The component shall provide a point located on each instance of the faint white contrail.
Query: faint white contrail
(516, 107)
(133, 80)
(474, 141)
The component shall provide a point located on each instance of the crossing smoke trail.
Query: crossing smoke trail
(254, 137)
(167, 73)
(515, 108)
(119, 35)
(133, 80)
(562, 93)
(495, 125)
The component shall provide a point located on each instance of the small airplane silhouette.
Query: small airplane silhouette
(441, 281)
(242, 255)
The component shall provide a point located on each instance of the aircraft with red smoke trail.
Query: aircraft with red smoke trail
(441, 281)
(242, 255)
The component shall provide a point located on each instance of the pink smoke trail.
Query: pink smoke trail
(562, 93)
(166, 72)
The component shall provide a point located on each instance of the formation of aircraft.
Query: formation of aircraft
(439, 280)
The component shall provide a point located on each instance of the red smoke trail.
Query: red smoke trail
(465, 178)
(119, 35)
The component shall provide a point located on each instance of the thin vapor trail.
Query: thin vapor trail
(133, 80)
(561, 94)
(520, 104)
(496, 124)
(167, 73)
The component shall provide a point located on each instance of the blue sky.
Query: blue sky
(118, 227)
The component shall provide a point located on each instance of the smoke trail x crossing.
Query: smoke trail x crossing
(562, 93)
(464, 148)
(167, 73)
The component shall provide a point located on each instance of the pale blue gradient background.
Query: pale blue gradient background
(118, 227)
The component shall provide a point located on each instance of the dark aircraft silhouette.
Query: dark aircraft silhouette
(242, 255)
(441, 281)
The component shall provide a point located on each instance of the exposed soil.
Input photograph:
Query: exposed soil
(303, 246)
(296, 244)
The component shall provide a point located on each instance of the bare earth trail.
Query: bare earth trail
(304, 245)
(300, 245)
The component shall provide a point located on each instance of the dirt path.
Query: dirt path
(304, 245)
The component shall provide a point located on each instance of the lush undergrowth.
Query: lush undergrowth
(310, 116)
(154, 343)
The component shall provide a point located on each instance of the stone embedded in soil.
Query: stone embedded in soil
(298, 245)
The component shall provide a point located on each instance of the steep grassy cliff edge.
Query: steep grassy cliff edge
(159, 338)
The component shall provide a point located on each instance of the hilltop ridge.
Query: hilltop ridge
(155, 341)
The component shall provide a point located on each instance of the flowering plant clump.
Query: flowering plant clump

== == ==

--- Given instruction ---
Copy every item above word for word.

--- Exercise output ---
The component shall provide a point located on each instance of the faint white contrail.
Query: faint white contrail
(516, 107)
(133, 80)
(474, 141)
The component shall provide a point located on each instance of the crossing smoke trail.
Query: crossing smoke trail
(254, 137)
(167, 73)
(515, 108)
(119, 35)
(133, 80)
(562, 93)
(495, 125)
The component shall provide a point located on each instance of the small airplane silhouette.
Query: small airplane silhouette
(441, 281)
(242, 255)
The component shall provide a point located on each instance of the aircraft with red smoke trail.
Query: aircraft with red smoke trail
(441, 281)
(242, 255)
The component shall provide a point located on each instance of the pink smoke trail.
Query: pink smoke trail
(562, 93)
(166, 72)
The component shall provide a point located on each instance of the formation of aircraft.
Query: formation of aircraft
(439, 280)
The component shall provide a point located on each instance of the red smoke trail.
Query: red smoke trail
(465, 178)
(119, 35)
The component shall provide a point located on each instance of the thin vapor trail.
Query: thin vapor trail
(133, 80)
(561, 94)
(520, 104)
(496, 124)
(167, 73)
The component shall provide a point located on each instance of the blue sky.
Query: blue sky
(118, 227)
The component shall provide a point located on each instance of the smoke trail x crossing.
Query: smoke trail x crossing
(562, 93)
(464, 148)
(167, 73)
The component shall provide a point located on each instance of the pale blue gradient background.
Query: pale blue gradient background
(118, 227)
The component shall provide a point located on each instance of the dark aircraft silhouette.
Query: dark aircraft silhouette
(242, 255)
(441, 281)
The component shall provide a point located on each instance of the exposed soil.
Input photograph:
Query: exposed soil
(303, 246)
(296, 244)
The component shall provide a point located on each instance of the bare earth trail.
Query: bare earth trail
(304, 245)
(300, 245)
The component shall provide a point located on each instance of the dirt path.
Query: dirt path
(304, 245)
The component shall provide a point located on each instance of the lush undergrowth.
Query: lush undergrowth
(310, 116)
(154, 343)
The component shall provide a point located on each instance of the stone embedded in soil.
Query: stone embedded in soil
(298, 245)
The component shall provide a point located on each instance of the steep grassy cliff edge.
Query: steep grassy cliff edge
(159, 338)
The component shall provide a point located on each instance of the hilltop ridge.
Query: hilltop ridge
(155, 341)
The component shall provide a point located on each instance of the flowering plant clump.
Query: flowering plant clump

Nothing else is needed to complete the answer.